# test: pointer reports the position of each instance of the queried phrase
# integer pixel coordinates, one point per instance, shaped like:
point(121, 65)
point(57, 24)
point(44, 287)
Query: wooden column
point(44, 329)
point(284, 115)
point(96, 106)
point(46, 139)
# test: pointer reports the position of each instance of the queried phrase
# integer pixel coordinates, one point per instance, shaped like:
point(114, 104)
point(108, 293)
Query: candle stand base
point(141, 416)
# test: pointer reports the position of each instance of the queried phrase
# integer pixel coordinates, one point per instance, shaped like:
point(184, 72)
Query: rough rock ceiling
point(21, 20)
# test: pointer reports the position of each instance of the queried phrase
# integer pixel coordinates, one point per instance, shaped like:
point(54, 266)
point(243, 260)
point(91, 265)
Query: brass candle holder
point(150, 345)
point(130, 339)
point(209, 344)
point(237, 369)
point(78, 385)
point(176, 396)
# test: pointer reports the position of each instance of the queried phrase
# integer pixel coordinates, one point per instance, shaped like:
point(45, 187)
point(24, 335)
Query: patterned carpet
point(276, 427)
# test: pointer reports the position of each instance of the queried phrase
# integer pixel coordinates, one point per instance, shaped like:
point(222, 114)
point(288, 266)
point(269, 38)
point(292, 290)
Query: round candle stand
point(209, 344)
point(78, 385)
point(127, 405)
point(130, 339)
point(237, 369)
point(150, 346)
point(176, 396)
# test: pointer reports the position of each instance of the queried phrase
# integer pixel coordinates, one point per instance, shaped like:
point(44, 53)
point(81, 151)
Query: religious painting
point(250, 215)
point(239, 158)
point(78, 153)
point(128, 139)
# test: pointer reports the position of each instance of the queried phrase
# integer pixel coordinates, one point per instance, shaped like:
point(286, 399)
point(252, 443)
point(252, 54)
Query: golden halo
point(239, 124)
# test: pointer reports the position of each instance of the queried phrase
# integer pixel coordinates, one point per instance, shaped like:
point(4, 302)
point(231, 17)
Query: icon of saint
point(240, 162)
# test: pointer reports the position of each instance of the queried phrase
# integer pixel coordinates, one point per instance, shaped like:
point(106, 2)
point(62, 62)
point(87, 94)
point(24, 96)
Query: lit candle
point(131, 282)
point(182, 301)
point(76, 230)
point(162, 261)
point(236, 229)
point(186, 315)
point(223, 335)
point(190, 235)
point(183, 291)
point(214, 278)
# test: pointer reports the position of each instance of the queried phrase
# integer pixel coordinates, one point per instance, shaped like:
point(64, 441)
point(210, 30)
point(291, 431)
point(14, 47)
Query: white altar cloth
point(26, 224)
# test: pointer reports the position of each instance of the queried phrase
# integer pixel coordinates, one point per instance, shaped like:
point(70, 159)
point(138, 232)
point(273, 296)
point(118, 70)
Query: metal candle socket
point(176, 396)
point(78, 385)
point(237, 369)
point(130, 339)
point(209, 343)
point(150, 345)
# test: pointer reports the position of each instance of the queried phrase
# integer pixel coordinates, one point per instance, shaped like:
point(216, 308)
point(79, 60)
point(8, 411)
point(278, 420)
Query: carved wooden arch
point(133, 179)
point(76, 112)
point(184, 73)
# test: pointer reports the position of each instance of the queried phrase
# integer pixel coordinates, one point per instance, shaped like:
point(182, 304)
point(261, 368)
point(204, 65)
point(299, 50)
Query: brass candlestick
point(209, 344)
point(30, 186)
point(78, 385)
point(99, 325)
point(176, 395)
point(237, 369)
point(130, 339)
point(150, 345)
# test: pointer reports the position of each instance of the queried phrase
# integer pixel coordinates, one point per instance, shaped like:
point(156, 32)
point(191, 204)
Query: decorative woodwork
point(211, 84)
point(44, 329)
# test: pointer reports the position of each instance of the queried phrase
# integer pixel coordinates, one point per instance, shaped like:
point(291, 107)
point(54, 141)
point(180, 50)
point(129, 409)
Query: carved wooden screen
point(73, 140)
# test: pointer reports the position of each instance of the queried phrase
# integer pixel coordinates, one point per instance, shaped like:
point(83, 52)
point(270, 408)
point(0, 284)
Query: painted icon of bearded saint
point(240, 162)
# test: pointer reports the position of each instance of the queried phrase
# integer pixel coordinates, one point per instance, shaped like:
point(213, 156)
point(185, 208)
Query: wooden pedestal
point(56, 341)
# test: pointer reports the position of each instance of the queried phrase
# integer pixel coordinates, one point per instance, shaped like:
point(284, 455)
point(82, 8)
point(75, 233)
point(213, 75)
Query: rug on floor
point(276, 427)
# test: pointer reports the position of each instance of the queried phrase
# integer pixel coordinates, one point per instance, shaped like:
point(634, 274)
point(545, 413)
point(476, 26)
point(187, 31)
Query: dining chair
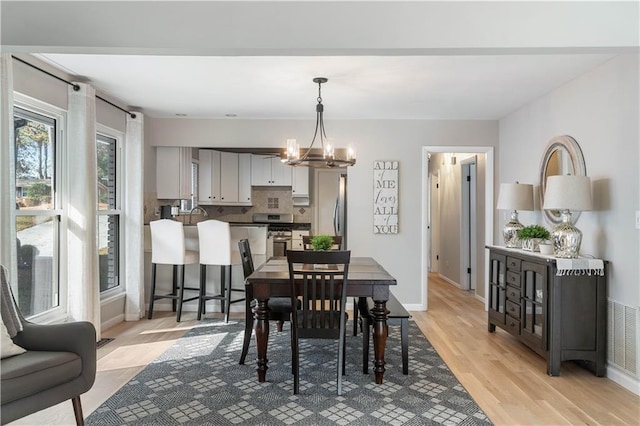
point(306, 242)
point(168, 248)
point(214, 240)
point(280, 307)
point(319, 278)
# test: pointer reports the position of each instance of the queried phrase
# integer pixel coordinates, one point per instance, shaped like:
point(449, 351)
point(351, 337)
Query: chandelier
point(325, 157)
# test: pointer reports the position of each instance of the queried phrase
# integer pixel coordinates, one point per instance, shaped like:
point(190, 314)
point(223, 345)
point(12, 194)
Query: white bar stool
point(168, 248)
point(214, 237)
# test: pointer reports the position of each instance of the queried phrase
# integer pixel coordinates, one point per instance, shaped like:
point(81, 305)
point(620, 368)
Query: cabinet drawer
point(513, 309)
point(513, 294)
point(513, 278)
point(513, 264)
point(512, 325)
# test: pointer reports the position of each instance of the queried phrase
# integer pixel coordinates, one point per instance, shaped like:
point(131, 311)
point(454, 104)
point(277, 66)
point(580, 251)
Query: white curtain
point(83, 285)
point(133, 193)
point(7, 170)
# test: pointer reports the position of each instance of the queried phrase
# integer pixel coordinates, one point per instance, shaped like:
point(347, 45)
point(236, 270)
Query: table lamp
point(514, 196)
point(567, 193)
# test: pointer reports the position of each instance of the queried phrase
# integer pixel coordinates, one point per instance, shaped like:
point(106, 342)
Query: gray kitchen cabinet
point(269, 171)
point(560, 317)
point(300, 182)
point(173, 173)
point(224, 178)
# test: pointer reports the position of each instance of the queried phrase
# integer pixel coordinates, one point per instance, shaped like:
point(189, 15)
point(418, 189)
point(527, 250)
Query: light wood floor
point(507, 380)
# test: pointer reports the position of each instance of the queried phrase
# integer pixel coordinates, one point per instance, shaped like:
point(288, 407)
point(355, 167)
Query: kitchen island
point(260, 251)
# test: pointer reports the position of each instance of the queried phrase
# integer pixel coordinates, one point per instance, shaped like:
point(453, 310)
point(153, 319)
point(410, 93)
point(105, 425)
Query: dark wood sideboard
point(560, 317)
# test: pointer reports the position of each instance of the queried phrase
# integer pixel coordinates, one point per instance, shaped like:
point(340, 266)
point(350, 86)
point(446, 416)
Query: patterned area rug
point(198, 381)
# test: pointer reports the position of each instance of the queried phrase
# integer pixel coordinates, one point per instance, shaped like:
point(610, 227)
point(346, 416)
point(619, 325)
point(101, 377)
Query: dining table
point(367, 278)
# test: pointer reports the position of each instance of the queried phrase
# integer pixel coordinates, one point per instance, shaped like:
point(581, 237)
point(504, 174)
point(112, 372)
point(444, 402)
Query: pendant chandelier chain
point(328, 158)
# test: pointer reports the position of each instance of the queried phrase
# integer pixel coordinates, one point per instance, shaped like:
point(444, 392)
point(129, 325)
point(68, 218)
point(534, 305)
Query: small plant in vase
point(532, 235)
point(322, 242)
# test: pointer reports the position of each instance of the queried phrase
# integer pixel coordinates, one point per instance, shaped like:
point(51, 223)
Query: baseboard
point(450, 281)
point(113, 321)
point(626, 381)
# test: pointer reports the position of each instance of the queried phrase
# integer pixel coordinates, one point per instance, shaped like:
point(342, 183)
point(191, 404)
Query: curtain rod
point(75, 86)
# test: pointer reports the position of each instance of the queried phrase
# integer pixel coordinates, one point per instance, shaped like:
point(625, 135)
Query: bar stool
point(216, 249)
point(168, 248)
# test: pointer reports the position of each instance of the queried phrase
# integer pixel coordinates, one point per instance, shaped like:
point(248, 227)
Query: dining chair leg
point(365, 344)
point(153, 290)
point(355, 316)
point(223, 285)
point(174, 291)
point(227, 293)
point(181, 294)
point(340, 366)
point(295, 362)
point(202, 292)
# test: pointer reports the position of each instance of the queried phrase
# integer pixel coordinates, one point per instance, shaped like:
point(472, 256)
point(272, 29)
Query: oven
point(279, 227)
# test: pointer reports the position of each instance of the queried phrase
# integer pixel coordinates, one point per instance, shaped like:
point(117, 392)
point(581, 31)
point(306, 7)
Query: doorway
point(483, 235)
point(468, 246)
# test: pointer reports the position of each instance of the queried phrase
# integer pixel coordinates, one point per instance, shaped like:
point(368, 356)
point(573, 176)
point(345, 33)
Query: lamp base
point(566, 238)
point(510, 231)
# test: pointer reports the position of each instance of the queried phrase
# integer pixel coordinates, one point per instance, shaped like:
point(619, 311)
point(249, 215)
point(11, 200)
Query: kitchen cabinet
point(560, 317)
point(224, 178)
point(269, 171)
point(300, 182)
point(296, 239)
point(173, 173)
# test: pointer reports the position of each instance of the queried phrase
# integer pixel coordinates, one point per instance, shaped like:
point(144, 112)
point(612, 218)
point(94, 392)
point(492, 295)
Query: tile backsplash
point(265, 200)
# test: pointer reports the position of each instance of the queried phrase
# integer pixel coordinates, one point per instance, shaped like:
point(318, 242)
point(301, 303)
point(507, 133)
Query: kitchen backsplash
point(265, 200)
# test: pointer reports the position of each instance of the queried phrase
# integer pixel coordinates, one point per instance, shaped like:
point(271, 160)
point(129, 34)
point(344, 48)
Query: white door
point(327, 188)
point(434, 224)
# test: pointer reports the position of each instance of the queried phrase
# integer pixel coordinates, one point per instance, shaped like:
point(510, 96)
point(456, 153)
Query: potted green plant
point(321, 242)
point(532, 235)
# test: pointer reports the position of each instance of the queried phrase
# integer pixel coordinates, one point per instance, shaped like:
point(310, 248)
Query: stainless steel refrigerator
point(340, 211)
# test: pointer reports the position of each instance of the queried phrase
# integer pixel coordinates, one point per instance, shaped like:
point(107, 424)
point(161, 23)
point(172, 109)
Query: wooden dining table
point(367, 278)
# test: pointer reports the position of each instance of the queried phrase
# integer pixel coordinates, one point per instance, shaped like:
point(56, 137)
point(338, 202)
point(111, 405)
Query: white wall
point(400, 140)
point(600, 109)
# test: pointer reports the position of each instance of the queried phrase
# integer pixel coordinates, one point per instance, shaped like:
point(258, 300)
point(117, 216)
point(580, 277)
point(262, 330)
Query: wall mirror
point(562, 156)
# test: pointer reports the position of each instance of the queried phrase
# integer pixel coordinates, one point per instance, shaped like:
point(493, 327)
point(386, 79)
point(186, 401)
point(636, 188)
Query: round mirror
point(562, 156)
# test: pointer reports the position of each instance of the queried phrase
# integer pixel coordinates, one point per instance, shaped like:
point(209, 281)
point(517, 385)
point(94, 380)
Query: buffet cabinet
point(559, 317)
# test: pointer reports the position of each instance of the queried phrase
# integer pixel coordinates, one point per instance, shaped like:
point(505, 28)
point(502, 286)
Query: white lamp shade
point(515, 196)
point(567, 192)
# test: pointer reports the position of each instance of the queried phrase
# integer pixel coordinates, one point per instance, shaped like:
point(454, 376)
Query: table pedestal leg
point(379, 313)
point(261, 327)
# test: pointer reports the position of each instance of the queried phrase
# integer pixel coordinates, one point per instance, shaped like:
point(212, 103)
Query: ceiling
point(484, 87)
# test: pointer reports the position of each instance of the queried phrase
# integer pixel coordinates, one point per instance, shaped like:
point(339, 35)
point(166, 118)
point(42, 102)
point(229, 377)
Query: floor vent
point(623, 335)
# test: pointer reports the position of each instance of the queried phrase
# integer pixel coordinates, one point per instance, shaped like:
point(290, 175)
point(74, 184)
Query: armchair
point(59, 364)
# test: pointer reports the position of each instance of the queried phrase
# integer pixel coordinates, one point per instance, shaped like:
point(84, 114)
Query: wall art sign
point(385, 197)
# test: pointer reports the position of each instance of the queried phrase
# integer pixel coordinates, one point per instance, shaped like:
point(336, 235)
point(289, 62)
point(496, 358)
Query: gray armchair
point(59, 364)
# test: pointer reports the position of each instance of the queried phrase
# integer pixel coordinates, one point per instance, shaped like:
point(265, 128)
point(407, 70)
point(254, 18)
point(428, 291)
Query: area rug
point(198, 381)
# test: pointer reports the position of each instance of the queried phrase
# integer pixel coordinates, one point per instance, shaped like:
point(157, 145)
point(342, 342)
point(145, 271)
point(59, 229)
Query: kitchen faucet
point(204, 212)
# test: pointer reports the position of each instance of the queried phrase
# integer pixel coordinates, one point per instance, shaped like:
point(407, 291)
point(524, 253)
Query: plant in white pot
point(532, 235)
point(322, 242)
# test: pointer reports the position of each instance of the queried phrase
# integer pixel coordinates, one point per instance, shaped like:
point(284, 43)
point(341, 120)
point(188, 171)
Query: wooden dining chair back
point(280, 307)
point(337, 242)
point(319, 280)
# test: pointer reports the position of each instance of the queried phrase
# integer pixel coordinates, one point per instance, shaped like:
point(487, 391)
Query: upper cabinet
point(173, 173)
point(300, 182)
point(224, 178)
point(269, 171)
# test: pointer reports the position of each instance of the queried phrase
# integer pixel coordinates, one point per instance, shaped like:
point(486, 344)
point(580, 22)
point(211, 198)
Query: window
point(108, 211)
point(37, 211)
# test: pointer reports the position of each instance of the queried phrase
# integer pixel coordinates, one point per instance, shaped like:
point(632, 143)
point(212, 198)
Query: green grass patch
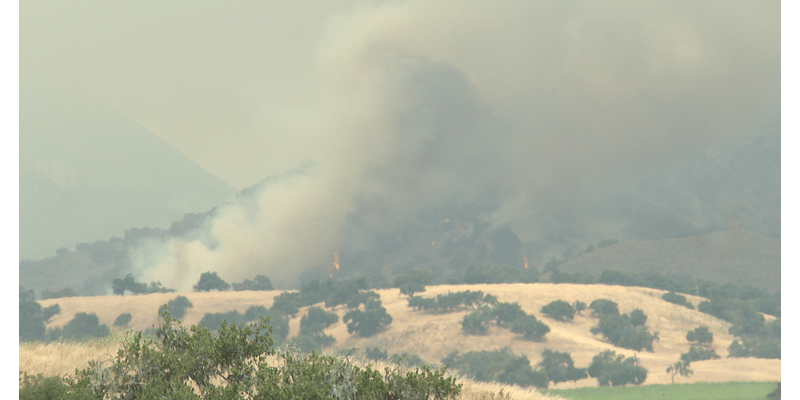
point(687, 391)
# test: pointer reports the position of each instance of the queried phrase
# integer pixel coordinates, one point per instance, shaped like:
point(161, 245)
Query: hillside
point(88, 172)
point(433, 336)
point(734, 256)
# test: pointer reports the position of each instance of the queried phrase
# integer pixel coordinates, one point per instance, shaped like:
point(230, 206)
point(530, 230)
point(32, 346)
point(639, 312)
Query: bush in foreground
point(193, 363)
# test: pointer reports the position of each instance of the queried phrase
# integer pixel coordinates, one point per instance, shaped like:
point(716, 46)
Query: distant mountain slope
point(734, 256)
point(433, 336)
point(87, 173)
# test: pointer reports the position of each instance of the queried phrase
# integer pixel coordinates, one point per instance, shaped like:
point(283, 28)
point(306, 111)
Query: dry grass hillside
point(733, 256)
point(433, 336)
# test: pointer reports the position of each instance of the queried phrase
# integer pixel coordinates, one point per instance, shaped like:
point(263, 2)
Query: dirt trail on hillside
point(434, 336)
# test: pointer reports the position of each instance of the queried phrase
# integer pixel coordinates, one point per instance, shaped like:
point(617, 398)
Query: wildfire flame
point(335, 266)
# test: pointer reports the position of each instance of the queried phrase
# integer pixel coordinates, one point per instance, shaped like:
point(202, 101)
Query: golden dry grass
point(433, 336)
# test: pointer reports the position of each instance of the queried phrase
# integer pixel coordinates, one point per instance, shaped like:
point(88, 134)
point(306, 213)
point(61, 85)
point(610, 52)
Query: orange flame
point(335, 266)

*-*-*

** WRITTEN PROBLEM **
Express the lines from the start of the items through the line holding "point(128, 139)", inclusive, as a Markdown table with columns n and Line, one numbered row per line, leaving out blank lines.

** ANSWER IN FULL **
| n | Line |
|---|---|
| 1 | # test: pointer reports the position of each instance of the queried phrase |
| 2 | # integer pixel coordinates, one point per instance, shaped like: |
| 3 | point(121, 65) |
| 4 | point(57, 24) |
| 5 | point(44, 287) |
| 6 | Query: wooden column |
| 7 | point(44, 329) |
| 8 | point(284, 115) |
| 9 | point(96, 106) |
| 10 | point(46, 139) |
| 11 | # test: pointer reports the position of each instance of the queried phrase |
| 12 | # integer pixel coordinates, one point per instance, shaped like: |
| 13 | point(114, 104) |
| 14 | point(108, 293) |
| 15 | Query: candle stand base |
| 16 | point(141, 416) |
| 17 | # test: pointer reports the position of each instance of the queried phrase |
| 18 | # integer pixel coordinates, one point per instance, shaped like: |
| 19 | point(184, 72) |
| 20 | Query: rough rock ceiling |
| 21 | point(21, 20) |
| 22 | # test: pointer reports the position of each instance of the queried phrase |
| 23 | # integer pixel coordinates, one point per instance, shaped like: |
| 24 | point(54, 266) |
| 25 | point(243, 260) |
| 26 | point(91, 265) |
| 27 | Query: brass candle holder |
| 28 | point(150, 345) |
| 29 | point(130, 339) |
| 30 | point(209, 344) |
| 31 | point(237, 369) |
| 32 | point(78, 385) |
| 33 | point(176, 396) |
| 34 | # test: pointer reports the position of each instance of the queried phrase |
| 35 | # integer pixel coordinates, one point per instance, shaped like: |
| 36 | point(45, 187) |
| 37 | point(24, 335) |
| 38 | Query: patterned carpet |
| 39 | point(276, 427) |
| 40 | # test: pointer reports the position of each instance of the queried phrase |
| 41 | # integer pixel coordinates, one point per instance, shaped like: |
| 42 | point(222, 114) |
| 43 | point(288, 266) |
| 44 | point(269, 38) |
| 45 | point(292, 290) |
| 46 | Query: round candle stand |
| 47 | point(209, 344) |
| 48 | point(78, 385) |
| 49 | point(127, 405) |
| 50 | point(130, 339) |
| 51 | point(237, 369) |
| 52 | point(150, 346) |
| 53 | point(176, 396) |
| 54 | # test: pointer reports the position of each instance of the queried phrase |
| 55 | # integer pixel coordinates, one point per instance, shaped like: |
| 56 | point(44, 53) |
| 57 | point(81, 151) |
| 58 | Query: religious painting |
| 59 | point(250, 215) |
| 60 | point(239, 158) |
| 61 | point(78, 153) |
| 62 | point(128, 139) |